**WHAT YOU SHOULD DO:**
Starting with the line that contains "bouquet for disaster-response mapping." and going on through the line that contains "[460,254,475,299]", rewrite those lines with the requests included and the requests left unchanged. Scale each bounding box coordinate by 1.45, rounding to whole numbers with halves rounded up.

**Excerpts of bounding box data:**

'''

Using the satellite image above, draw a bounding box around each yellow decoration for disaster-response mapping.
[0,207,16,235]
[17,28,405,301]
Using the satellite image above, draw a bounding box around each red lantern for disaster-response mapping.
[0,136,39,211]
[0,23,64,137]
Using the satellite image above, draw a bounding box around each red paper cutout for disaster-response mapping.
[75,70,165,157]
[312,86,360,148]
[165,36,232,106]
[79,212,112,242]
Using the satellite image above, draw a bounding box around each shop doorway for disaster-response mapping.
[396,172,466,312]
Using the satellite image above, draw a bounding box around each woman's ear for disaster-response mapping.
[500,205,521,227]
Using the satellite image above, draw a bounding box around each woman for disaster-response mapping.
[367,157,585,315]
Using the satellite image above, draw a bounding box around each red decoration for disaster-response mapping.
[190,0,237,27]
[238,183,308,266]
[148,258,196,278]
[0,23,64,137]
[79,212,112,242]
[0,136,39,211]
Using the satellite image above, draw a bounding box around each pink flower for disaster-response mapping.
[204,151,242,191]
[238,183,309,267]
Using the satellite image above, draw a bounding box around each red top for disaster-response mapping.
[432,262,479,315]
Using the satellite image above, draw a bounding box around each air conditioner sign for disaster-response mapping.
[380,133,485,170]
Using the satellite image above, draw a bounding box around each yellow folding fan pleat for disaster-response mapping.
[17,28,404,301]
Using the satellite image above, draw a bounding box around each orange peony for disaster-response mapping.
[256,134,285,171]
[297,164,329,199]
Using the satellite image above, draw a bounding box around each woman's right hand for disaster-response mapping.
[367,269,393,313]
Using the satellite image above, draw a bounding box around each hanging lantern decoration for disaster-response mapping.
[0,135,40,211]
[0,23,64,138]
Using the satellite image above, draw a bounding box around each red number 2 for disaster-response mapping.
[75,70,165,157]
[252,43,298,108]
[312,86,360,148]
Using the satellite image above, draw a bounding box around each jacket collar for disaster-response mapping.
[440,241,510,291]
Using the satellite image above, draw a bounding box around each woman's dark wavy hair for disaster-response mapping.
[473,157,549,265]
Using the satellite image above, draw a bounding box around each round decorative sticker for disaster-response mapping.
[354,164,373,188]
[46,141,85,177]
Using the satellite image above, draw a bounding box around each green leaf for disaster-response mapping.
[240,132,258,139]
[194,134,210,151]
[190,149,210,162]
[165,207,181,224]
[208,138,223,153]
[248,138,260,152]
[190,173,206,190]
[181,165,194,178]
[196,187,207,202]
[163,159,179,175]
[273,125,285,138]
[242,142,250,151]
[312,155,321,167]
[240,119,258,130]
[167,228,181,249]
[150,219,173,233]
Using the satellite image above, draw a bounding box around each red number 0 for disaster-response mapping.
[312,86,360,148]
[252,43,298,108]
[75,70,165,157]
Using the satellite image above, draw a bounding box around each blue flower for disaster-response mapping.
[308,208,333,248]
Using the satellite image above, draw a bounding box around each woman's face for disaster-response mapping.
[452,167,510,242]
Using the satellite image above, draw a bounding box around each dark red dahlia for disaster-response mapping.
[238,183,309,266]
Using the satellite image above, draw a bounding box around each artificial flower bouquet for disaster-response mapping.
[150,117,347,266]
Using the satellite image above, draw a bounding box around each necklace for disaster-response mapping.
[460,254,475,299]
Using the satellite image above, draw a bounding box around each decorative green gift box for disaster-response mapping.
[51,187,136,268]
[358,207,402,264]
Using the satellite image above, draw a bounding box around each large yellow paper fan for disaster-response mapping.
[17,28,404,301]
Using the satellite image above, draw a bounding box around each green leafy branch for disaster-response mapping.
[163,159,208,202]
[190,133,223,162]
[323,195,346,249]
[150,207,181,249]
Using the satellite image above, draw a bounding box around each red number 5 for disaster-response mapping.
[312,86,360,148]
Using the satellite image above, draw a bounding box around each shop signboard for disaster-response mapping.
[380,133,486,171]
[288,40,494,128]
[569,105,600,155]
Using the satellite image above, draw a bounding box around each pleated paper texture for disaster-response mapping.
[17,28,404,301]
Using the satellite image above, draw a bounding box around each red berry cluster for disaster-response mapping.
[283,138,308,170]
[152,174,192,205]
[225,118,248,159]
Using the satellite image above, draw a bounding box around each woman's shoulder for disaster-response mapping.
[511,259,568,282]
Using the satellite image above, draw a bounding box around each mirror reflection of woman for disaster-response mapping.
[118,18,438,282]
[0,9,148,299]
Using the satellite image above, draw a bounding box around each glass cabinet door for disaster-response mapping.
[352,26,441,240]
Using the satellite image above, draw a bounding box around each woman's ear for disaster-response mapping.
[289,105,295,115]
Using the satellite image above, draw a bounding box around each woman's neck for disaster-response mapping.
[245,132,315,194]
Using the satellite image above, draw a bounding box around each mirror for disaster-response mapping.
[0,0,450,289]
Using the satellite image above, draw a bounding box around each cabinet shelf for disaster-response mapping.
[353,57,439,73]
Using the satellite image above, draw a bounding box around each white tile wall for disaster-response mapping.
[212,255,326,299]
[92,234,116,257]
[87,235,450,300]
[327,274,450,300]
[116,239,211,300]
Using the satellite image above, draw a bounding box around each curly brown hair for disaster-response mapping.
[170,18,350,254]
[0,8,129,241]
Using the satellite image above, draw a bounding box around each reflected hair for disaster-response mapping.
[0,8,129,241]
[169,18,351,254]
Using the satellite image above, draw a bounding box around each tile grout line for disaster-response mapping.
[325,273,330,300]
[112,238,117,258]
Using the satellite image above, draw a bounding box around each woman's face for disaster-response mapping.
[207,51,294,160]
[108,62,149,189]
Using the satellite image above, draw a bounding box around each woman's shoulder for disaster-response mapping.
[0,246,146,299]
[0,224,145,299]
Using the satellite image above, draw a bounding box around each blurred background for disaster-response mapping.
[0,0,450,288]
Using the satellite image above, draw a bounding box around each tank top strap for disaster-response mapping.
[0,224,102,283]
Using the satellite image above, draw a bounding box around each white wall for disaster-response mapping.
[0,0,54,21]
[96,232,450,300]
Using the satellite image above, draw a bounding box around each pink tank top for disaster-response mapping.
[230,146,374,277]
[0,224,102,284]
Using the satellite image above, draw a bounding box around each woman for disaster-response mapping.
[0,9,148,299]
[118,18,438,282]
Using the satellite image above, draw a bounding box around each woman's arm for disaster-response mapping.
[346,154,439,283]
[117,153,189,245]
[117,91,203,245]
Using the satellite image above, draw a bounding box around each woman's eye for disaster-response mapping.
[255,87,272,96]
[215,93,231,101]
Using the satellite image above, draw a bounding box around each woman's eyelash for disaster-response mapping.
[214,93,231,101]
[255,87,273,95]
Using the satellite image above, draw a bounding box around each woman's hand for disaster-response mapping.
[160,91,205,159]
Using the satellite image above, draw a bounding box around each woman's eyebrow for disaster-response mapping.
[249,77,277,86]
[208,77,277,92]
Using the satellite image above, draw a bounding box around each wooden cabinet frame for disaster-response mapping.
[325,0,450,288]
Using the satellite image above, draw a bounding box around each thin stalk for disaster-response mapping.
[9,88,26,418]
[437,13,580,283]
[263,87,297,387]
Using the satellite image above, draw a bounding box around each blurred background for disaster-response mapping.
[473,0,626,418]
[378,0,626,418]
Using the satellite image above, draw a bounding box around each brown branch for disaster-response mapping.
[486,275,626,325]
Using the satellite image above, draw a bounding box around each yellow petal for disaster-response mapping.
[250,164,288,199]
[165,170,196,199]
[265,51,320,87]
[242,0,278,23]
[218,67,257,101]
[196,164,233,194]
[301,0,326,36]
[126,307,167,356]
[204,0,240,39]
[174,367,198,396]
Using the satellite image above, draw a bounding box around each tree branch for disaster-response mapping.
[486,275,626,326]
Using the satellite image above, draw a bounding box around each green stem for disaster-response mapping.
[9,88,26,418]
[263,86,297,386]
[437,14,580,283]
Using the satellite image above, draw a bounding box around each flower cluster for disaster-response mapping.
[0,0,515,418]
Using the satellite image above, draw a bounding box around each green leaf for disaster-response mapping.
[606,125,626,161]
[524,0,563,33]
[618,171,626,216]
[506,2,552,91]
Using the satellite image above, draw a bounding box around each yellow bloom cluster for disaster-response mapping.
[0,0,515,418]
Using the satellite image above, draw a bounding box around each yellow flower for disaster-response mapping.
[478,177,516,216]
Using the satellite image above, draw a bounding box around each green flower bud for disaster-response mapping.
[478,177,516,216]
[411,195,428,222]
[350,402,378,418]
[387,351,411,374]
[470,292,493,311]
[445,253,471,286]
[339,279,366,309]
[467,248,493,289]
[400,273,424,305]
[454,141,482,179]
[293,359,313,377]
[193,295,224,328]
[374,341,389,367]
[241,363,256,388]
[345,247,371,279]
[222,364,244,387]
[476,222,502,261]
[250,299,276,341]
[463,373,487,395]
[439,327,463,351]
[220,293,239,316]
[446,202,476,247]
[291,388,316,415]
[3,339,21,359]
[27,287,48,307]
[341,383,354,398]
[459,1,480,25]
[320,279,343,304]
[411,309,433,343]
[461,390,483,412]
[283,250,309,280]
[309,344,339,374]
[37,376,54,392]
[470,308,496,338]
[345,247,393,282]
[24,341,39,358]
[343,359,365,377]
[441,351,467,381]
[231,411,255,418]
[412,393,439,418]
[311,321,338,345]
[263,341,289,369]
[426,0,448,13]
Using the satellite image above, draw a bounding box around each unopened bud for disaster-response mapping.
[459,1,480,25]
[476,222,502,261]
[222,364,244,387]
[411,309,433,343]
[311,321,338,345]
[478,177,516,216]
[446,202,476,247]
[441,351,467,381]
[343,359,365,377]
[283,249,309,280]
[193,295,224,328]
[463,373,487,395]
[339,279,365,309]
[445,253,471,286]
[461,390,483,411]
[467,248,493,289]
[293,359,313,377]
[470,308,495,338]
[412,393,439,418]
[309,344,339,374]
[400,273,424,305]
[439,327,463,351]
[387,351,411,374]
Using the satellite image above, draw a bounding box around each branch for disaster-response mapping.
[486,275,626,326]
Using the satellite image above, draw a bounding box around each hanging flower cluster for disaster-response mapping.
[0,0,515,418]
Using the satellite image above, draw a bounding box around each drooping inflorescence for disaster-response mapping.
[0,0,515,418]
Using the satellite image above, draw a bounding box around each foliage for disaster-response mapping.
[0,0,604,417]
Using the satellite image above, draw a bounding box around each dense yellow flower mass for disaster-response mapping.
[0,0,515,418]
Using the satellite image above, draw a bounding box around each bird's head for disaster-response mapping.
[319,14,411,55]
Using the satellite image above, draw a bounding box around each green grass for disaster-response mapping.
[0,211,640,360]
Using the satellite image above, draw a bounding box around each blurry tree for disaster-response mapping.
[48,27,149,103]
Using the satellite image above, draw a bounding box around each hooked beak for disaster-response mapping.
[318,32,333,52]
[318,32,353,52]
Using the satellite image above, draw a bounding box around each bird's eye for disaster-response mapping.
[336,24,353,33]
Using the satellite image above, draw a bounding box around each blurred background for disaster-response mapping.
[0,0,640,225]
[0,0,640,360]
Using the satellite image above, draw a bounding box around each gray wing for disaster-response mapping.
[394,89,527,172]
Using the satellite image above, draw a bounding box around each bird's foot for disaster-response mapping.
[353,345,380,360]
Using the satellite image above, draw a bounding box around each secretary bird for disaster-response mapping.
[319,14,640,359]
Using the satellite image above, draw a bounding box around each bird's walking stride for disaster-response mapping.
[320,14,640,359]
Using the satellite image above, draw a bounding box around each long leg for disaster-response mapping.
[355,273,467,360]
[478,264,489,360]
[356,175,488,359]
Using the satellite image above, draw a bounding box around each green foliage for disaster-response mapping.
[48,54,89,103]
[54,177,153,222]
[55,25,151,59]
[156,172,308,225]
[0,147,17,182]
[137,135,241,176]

'''

**SOLVED EXERCISE:**
Using the satellite image above, draw a bounding box around each artificial flower bouquet for disaster-response mapping.
[218,170,503,386]
Using the satellite image above, draw a bounding box around each necklace for disaster-response mapping.
[667,368,689,434]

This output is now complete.